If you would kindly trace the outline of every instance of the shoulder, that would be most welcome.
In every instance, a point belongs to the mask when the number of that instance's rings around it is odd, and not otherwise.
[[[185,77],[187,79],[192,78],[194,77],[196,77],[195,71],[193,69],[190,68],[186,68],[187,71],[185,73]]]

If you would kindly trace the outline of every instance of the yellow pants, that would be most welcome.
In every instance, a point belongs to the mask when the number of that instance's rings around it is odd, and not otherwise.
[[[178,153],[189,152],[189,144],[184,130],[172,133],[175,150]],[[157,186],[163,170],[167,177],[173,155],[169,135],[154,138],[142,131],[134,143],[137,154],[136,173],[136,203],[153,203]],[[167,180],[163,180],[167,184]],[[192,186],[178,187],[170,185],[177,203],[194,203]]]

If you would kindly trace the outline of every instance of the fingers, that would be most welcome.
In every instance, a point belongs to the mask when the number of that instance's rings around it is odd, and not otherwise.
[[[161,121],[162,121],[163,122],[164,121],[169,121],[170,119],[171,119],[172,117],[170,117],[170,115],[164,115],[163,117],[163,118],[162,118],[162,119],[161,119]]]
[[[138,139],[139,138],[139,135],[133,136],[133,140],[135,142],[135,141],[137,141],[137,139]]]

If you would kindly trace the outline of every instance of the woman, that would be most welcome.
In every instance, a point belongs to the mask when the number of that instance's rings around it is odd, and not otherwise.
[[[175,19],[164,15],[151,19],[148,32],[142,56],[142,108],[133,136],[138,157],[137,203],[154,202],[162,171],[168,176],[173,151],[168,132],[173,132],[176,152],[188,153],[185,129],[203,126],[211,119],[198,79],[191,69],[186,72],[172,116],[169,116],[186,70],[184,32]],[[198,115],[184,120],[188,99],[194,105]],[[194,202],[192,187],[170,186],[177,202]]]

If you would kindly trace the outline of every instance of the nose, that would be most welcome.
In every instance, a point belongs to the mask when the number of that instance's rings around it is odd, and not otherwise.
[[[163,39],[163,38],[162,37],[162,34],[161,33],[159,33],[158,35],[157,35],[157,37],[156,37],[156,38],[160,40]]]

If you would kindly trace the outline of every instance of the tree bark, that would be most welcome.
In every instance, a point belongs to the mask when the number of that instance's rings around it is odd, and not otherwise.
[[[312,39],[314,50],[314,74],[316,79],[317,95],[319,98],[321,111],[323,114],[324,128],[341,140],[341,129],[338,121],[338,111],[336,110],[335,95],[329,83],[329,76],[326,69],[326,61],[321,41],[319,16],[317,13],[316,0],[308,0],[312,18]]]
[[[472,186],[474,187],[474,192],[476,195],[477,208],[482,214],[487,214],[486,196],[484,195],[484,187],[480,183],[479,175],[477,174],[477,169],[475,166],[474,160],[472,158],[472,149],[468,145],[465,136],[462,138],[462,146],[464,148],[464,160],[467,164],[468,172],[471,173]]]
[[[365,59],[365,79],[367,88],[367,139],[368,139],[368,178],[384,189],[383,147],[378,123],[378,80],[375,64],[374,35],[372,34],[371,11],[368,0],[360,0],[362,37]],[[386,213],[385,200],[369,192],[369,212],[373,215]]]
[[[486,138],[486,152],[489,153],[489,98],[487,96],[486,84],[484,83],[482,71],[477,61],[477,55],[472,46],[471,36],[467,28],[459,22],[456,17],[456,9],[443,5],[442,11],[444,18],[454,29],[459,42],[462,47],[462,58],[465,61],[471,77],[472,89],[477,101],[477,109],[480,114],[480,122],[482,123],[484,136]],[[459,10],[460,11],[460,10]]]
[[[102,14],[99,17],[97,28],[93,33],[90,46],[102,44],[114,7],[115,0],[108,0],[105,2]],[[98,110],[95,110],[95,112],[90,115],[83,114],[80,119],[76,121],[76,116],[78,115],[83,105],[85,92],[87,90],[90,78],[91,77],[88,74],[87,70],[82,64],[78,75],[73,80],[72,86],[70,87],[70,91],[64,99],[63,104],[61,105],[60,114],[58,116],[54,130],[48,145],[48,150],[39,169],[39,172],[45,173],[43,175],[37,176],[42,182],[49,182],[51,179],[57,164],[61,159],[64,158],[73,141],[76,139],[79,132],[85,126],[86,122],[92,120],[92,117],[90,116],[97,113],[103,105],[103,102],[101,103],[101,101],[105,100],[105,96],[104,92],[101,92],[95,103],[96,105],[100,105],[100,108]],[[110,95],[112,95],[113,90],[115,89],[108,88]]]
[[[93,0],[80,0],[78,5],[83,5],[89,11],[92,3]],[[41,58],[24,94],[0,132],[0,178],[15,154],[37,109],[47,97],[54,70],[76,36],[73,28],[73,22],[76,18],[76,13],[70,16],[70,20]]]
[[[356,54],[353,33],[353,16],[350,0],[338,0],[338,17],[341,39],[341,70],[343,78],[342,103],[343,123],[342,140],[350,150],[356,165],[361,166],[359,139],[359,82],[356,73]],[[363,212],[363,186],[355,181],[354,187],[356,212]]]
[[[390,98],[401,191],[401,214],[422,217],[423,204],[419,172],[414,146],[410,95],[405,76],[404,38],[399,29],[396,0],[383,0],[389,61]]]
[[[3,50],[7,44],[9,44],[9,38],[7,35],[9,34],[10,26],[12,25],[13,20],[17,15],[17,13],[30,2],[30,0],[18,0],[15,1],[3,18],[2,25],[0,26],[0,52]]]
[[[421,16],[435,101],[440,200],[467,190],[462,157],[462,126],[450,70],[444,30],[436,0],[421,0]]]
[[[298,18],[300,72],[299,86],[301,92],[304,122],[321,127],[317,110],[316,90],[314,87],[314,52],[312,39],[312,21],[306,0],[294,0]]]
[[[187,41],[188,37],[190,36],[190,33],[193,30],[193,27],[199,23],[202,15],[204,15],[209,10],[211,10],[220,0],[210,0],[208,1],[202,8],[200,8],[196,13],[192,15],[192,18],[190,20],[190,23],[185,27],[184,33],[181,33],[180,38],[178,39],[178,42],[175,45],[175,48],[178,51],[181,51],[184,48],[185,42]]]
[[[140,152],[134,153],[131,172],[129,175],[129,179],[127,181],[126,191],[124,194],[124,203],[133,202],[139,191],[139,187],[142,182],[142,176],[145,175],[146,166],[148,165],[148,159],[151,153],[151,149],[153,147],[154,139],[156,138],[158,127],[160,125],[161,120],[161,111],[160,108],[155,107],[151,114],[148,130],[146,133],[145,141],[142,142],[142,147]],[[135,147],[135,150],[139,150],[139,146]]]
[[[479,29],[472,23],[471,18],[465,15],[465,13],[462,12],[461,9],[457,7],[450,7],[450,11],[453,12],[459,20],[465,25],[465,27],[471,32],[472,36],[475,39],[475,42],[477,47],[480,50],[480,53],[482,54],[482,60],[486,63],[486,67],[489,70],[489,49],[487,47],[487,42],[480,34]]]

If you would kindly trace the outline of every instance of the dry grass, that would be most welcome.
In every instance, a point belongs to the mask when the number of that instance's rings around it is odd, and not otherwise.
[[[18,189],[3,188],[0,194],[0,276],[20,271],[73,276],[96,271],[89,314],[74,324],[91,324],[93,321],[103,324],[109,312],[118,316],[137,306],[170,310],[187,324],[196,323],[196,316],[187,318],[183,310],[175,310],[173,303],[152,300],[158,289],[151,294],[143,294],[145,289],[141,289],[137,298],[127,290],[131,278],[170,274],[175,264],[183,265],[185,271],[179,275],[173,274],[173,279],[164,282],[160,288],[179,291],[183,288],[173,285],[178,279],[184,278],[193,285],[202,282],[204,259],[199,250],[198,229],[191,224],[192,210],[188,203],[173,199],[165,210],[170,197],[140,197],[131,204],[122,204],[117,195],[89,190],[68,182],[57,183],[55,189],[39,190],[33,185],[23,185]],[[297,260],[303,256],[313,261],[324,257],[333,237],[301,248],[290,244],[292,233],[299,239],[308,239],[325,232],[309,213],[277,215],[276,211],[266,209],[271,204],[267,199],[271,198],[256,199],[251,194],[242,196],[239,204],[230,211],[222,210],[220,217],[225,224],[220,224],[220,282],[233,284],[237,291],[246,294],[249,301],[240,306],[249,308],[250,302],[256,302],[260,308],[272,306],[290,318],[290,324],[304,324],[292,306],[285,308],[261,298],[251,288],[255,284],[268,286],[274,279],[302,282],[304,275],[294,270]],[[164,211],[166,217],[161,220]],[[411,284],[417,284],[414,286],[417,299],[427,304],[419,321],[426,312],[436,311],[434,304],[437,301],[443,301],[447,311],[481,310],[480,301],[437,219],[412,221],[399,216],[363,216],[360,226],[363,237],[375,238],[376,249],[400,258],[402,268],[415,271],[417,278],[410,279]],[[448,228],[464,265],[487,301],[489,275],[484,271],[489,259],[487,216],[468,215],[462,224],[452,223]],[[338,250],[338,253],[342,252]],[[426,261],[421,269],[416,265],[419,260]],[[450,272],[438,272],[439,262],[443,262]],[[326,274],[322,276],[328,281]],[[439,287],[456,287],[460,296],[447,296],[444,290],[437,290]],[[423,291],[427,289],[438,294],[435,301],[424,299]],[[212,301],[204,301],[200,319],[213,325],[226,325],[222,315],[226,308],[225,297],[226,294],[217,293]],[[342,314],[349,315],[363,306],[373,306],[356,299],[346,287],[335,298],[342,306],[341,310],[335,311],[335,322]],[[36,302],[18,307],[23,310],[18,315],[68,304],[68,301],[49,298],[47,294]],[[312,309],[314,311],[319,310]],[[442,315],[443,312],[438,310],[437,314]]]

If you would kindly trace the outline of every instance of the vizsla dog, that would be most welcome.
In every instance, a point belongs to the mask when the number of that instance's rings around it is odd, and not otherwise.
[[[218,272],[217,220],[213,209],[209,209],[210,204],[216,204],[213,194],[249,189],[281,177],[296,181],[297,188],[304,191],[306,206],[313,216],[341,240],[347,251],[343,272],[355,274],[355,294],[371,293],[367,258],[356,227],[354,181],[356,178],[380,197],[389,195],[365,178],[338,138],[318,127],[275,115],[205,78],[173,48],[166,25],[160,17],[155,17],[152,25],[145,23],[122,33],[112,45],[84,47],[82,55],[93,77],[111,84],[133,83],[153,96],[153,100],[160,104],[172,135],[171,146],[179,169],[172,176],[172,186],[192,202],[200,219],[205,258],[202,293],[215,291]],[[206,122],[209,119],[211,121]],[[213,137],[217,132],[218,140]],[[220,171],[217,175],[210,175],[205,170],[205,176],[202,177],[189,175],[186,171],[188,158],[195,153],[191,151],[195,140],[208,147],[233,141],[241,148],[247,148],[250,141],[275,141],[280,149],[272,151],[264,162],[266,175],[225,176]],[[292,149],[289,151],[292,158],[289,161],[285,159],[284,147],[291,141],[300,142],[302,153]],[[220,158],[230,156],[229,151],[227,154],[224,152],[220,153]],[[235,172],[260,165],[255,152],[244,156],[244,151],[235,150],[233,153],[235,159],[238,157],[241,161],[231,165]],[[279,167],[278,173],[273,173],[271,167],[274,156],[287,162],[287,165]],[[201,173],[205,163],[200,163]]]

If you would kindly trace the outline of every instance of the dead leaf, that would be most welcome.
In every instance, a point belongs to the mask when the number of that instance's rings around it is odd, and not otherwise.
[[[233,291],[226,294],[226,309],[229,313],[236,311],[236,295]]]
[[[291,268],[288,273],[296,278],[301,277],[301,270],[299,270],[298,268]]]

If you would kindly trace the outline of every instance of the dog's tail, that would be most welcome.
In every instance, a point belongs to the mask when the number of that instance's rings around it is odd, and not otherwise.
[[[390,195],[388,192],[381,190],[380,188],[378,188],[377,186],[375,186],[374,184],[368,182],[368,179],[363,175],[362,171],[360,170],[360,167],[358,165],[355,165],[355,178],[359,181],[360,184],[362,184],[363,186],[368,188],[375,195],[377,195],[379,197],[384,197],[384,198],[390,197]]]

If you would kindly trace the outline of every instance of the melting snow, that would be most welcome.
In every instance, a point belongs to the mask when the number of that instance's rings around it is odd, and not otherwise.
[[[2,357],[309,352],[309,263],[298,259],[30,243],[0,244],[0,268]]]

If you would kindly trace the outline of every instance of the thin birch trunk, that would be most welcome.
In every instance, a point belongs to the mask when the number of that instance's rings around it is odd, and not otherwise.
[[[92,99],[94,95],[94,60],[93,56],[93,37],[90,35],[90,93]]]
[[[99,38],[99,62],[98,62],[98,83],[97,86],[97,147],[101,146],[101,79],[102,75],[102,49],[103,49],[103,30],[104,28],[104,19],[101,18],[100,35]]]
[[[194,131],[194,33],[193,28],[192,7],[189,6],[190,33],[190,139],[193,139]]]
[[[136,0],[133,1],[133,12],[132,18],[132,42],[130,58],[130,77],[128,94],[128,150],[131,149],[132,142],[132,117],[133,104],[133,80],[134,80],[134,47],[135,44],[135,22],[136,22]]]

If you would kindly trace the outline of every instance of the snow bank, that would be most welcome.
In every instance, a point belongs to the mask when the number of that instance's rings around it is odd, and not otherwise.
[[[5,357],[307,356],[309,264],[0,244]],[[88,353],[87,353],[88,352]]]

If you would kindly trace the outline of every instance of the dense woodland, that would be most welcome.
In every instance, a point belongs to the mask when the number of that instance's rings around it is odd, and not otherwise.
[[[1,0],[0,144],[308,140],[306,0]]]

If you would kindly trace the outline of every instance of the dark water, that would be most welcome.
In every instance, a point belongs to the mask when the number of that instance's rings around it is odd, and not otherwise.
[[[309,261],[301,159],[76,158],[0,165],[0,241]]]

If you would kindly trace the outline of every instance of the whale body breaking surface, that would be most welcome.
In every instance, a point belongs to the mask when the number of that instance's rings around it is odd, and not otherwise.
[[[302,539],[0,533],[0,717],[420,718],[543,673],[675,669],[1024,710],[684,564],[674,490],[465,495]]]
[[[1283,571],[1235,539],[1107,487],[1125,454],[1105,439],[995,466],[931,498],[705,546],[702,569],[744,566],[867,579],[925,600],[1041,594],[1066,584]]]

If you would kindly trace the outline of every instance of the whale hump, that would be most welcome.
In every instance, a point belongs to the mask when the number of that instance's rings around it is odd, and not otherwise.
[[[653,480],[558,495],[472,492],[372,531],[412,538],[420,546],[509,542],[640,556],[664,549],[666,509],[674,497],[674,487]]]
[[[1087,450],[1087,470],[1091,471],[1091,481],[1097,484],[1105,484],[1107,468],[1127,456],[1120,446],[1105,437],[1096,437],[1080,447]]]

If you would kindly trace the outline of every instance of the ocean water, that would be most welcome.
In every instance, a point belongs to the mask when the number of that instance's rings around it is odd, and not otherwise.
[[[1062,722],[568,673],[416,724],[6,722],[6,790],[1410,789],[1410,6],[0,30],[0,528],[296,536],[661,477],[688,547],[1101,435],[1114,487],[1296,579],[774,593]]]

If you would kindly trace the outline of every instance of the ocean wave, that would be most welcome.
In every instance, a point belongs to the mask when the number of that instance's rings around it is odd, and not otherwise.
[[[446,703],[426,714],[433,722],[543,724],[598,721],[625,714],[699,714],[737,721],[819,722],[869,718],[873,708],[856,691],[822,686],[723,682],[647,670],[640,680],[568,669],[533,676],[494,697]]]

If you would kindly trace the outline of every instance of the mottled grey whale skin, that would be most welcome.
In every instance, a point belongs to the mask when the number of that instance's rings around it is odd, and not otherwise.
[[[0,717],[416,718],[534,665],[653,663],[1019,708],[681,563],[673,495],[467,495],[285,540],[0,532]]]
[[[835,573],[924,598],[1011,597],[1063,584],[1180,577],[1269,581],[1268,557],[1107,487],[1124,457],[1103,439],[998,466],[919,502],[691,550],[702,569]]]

### Aim
Reproduce the rows from the line with "skin, that would be most welcome." through the last line of the rows, requests included, and increase every coordinate in the answer outlines by 14.

### Exercise result
If you would kindly trace the outline of every instance of the mottled grey whale skin, that would be most welcome.
In every instance, a point belongs to the mask when the number of that instance's rings around it is odd, and not otherwise.
[[[14,731],[430,732],[548,679],[667,677],[1033,722],[695,577],[687,509],[481,509],[299,554],[14,546]]]
[[[849,587],[938,612],[1025,611],[1077,598],[1194,591],[1283,595],[1282,571],[1121,501],[1138,471],[1117,453],[1012,480],[933,516],[705,564],[716,583]]]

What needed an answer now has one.